*** Opening Input data ***

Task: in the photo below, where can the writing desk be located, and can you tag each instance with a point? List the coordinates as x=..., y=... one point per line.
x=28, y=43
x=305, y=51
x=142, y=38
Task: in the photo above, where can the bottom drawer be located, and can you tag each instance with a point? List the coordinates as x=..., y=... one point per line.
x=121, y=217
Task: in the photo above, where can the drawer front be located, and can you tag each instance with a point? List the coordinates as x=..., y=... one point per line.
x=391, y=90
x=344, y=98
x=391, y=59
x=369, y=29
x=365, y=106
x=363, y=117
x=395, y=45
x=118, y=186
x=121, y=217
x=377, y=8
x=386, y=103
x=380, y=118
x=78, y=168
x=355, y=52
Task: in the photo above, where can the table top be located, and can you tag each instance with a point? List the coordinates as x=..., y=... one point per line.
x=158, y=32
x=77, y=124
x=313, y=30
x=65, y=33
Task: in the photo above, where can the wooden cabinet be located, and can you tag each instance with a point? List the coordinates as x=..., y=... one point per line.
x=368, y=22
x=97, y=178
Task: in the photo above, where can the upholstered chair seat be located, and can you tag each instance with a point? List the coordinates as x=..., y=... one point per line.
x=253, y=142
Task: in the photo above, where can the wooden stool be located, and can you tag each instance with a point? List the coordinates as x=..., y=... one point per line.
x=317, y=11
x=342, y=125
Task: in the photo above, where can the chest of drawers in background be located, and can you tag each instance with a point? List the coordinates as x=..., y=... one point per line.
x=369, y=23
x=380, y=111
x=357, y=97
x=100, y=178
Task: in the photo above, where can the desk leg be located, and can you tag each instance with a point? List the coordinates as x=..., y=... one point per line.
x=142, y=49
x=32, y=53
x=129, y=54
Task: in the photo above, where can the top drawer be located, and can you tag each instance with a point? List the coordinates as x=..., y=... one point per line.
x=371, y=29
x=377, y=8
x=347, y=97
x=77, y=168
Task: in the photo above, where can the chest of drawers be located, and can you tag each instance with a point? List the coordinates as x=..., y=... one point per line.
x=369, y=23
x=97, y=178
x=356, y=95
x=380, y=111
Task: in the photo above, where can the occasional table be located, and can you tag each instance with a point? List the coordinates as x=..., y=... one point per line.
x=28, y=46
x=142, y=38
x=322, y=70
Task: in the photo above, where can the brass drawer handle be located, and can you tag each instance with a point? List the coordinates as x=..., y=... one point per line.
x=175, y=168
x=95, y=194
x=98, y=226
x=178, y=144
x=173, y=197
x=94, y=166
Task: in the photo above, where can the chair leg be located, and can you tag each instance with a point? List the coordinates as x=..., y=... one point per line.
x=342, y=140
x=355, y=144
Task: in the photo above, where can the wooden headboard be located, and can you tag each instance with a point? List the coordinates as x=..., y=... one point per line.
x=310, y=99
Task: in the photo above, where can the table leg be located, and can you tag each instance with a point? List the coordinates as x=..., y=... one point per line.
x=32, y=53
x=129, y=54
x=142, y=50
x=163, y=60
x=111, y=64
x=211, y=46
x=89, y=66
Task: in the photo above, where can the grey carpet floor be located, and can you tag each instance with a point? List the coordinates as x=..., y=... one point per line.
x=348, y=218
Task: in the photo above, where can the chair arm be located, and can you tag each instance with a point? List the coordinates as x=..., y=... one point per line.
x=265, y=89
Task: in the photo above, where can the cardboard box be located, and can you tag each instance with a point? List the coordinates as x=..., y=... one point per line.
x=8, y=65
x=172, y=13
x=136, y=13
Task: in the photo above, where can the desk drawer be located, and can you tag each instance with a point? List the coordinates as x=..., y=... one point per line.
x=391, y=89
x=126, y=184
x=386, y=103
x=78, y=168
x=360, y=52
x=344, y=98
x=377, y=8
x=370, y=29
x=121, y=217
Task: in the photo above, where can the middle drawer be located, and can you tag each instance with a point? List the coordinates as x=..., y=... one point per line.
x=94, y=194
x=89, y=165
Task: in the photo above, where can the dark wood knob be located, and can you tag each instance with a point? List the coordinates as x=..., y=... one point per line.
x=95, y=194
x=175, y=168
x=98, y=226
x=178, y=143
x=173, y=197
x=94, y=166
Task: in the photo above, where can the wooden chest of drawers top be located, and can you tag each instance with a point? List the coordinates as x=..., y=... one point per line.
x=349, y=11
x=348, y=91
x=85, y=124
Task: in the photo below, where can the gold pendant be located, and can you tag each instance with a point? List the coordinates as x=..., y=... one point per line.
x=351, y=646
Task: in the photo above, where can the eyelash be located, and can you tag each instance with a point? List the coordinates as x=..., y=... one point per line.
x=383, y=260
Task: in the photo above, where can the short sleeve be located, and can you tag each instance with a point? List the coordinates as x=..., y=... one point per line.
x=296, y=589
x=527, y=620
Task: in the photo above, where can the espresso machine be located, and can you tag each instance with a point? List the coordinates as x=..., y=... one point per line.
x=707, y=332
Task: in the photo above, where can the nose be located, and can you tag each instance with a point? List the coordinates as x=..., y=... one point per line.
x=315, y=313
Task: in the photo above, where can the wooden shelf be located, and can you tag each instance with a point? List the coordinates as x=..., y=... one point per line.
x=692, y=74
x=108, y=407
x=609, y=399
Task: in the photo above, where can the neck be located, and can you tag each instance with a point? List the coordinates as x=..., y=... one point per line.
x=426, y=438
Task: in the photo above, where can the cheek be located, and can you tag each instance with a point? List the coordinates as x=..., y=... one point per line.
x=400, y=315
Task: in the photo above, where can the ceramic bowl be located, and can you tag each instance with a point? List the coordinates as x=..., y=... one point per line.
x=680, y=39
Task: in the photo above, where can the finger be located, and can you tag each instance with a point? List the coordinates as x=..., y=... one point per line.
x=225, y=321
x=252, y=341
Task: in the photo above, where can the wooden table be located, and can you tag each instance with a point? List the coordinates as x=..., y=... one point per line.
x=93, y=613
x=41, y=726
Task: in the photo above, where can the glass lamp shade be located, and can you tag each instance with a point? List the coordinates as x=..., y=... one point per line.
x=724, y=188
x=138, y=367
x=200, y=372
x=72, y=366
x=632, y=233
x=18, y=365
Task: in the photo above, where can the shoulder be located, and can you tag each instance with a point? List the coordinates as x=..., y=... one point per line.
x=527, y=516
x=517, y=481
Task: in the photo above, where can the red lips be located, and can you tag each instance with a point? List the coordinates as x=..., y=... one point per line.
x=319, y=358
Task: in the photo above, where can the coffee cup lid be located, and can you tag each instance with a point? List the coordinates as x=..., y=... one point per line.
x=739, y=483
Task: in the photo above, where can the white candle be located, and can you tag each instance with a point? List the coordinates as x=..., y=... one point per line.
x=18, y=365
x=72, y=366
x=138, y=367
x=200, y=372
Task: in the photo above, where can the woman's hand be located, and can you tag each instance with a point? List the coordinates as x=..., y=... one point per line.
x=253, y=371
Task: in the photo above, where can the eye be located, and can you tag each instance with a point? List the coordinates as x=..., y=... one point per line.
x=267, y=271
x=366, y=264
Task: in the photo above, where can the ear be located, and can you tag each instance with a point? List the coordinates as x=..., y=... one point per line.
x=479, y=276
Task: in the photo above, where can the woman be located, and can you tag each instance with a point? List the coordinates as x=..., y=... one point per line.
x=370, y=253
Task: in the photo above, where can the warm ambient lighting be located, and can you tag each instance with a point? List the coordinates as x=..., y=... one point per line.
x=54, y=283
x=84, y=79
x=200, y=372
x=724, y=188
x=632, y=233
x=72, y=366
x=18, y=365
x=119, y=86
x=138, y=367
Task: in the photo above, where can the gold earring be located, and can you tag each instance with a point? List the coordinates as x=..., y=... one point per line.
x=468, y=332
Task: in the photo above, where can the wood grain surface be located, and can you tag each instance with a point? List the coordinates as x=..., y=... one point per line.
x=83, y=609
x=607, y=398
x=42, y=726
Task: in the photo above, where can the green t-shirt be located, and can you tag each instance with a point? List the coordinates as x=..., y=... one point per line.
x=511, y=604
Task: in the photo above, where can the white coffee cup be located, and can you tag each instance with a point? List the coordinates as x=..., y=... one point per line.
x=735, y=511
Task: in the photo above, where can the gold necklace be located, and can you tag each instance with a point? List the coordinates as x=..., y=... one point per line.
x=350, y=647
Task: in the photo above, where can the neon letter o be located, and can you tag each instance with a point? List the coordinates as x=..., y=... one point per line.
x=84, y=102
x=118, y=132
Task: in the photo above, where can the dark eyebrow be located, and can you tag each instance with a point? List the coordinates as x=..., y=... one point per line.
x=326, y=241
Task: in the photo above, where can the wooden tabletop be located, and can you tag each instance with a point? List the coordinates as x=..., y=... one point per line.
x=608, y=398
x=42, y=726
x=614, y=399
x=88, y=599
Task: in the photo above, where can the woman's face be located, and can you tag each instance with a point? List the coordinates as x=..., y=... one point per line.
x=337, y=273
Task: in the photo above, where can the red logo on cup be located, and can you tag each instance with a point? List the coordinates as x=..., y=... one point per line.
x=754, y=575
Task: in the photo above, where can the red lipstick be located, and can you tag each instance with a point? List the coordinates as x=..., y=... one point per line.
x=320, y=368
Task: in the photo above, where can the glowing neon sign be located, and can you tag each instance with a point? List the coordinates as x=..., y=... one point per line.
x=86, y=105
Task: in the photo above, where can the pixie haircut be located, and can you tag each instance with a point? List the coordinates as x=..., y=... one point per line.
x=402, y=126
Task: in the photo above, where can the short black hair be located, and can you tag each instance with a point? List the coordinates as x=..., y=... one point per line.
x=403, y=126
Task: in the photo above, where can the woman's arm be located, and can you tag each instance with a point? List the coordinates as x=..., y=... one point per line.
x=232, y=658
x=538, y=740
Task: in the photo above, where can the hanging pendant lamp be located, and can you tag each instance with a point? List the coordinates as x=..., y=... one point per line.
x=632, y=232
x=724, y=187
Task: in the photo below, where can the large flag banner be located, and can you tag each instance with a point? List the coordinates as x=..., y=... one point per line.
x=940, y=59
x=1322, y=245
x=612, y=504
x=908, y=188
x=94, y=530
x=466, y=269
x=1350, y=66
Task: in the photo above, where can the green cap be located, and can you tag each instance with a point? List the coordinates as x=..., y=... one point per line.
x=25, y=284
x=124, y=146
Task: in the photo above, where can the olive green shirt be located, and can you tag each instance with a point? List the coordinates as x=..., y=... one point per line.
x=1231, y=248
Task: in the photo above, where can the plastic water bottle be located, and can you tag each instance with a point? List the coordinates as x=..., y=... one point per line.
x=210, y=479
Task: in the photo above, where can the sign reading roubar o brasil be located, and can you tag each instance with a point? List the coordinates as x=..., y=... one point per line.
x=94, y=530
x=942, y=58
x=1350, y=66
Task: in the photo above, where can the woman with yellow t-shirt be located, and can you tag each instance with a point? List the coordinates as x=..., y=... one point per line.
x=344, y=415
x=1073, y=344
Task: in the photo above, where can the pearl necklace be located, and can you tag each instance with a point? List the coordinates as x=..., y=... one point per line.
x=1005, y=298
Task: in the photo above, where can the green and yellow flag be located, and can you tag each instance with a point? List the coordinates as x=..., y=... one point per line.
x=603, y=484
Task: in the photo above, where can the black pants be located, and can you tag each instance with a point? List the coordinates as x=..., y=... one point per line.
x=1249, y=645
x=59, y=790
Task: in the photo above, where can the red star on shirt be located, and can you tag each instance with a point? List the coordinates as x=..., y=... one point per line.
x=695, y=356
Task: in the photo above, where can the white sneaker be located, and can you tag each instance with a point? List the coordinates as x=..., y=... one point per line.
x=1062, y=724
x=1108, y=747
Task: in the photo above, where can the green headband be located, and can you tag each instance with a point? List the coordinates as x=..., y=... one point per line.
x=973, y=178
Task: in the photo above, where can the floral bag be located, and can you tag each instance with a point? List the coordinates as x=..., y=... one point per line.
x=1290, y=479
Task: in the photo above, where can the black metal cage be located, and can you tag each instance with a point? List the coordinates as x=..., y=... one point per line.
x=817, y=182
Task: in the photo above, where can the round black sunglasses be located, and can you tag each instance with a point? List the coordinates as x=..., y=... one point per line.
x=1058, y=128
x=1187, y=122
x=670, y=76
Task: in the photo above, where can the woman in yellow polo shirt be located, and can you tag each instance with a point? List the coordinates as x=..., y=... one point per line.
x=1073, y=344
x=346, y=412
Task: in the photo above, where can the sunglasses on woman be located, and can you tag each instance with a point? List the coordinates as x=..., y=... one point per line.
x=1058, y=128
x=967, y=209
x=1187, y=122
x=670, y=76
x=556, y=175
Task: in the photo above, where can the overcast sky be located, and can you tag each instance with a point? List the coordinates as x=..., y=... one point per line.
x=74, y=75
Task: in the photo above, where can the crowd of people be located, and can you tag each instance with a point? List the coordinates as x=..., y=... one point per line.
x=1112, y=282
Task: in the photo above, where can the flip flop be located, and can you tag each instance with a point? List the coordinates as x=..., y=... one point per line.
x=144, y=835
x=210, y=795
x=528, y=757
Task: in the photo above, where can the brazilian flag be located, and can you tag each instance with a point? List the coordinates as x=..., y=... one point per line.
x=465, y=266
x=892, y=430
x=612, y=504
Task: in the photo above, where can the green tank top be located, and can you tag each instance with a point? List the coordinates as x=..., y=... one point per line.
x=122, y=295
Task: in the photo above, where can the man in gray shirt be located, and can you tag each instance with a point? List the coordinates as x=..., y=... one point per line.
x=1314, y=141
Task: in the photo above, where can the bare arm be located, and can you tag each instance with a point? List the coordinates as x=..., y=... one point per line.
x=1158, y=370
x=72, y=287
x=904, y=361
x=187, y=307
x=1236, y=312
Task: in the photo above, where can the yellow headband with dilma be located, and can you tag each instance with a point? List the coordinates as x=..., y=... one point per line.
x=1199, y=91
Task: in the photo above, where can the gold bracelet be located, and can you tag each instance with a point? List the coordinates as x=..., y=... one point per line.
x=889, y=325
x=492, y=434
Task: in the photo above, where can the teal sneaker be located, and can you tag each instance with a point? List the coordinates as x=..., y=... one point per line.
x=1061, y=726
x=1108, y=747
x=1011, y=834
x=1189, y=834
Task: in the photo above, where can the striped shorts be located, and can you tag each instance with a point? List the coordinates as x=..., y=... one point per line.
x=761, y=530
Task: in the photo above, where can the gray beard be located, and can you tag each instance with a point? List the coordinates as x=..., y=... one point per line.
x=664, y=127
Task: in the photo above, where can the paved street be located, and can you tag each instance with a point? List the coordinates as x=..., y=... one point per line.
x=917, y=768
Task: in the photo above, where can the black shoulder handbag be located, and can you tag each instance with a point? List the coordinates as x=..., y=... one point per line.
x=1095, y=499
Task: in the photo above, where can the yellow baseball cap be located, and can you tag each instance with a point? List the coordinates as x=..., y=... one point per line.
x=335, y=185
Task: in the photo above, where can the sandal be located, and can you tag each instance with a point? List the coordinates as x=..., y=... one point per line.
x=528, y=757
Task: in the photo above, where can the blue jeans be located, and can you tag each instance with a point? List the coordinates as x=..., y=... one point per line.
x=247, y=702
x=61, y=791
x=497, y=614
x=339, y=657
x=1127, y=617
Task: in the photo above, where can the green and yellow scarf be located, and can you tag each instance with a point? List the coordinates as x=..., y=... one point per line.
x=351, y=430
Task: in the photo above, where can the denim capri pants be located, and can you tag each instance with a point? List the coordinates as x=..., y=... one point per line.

*** Closing Input data ***

### [Assignment]
Only an exact copy is wanted here: the line containing "Task: in the photo above, where can the paved" and every later line, up to and including the last line of the listing.

### [Solution]
Task: in the photo above, where can the paved street be located, and can you tag each instance with a point? List the coordinates as x=..., y=... one point per line.
x=917, y=768
Task: in the photo above, where can the black shoulder handbag be located, and can you tag each instance with a point? List the coordinates as x=..., y=... one point per line.
x=1095, y=499
Task: in the photo above, where can the yellow baseball cap be located, and can you tag each instance with a point? List the coordinates as x=..., y=... one point per line.
x=335, y=185
Task: in the photo above, where can the sandal be located, and can you tag each instance with a point? List the coordinates as x=..., y=... one point per line.
x=528, y=757
Task: in the photo above, where can the blue jeans be located, and can you tag each instance with a point? List the coordinates as x=..., y=... one point per line.
x=247, y=702
x=61, y=791
x=497, y=614
x=339, y=657
x=1127, y=617
Task: in the photo above, where can the green and yellow scarf be located, and can you tag each instance with a point? List the coordinates as x=..., y=... one point per line.
x=351, y=430
Task: in the photo above, where can the denim capri pants be located, and can you tag each instance with a point? List the coordinates as x=..., y=... one point per line.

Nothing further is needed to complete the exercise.